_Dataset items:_
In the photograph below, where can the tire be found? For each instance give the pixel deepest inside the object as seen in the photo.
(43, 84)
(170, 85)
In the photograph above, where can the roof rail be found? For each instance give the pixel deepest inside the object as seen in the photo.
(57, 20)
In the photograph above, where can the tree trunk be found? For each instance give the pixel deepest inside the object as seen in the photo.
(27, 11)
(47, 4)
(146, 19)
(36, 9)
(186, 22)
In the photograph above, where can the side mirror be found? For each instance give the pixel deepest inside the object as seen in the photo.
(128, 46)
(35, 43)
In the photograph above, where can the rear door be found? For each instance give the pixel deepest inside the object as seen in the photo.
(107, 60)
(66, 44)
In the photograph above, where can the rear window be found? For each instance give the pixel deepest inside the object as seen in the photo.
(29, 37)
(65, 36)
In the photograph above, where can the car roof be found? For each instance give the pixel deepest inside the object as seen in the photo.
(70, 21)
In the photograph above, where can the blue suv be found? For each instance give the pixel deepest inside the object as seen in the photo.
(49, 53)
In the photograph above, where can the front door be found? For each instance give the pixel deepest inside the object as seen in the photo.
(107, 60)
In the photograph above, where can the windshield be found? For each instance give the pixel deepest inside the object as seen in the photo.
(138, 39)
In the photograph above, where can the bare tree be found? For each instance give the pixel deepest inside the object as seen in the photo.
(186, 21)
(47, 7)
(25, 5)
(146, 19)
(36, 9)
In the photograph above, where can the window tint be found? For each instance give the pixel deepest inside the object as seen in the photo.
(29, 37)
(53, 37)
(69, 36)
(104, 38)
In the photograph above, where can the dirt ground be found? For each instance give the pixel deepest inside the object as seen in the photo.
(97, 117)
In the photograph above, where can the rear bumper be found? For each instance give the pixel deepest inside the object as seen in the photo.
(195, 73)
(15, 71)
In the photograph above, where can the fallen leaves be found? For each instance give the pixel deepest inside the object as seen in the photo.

_Work item:_ All that is wanted is the line with "In the photograph above, where can the rear bumper" and every later line in the entries, reproduced exactly.

_Solution to the exercise:_
In the photograph above, where can the rear bumper be found? For each instance give the pixel deepest inside the object as seen in the photo.
(195, 73)
(15, 71)
In the photograph above, where can the fallen leaves be found? For each instance give the pixel deepest inside the object as seen in the photo.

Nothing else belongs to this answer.